──────── Material

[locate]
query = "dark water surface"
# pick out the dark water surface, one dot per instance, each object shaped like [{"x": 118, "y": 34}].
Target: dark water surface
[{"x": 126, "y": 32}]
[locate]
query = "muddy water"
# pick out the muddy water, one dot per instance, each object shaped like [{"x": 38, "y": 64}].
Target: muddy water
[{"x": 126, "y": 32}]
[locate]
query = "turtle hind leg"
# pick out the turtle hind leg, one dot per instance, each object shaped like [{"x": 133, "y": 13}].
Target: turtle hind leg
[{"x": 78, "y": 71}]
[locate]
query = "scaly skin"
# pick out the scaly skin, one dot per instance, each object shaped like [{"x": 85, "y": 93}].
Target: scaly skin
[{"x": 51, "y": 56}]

────────────────
──────── Material

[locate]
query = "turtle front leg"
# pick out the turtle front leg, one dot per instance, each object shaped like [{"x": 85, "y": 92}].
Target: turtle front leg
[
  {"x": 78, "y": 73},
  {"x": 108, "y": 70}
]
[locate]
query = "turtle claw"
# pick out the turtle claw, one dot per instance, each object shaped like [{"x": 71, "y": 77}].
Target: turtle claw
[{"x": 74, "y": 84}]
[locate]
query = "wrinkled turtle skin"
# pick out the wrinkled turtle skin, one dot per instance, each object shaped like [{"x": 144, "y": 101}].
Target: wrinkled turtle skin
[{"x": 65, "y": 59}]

────────────────
──────── Material

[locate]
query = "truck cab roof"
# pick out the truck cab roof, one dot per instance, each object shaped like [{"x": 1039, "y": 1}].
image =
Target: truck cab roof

────────────────

■ Short exercise:
How many lines in the items above contain the string "skin"? Matching is case-sensitive; reply with the number alone.

■ Answer in full:
6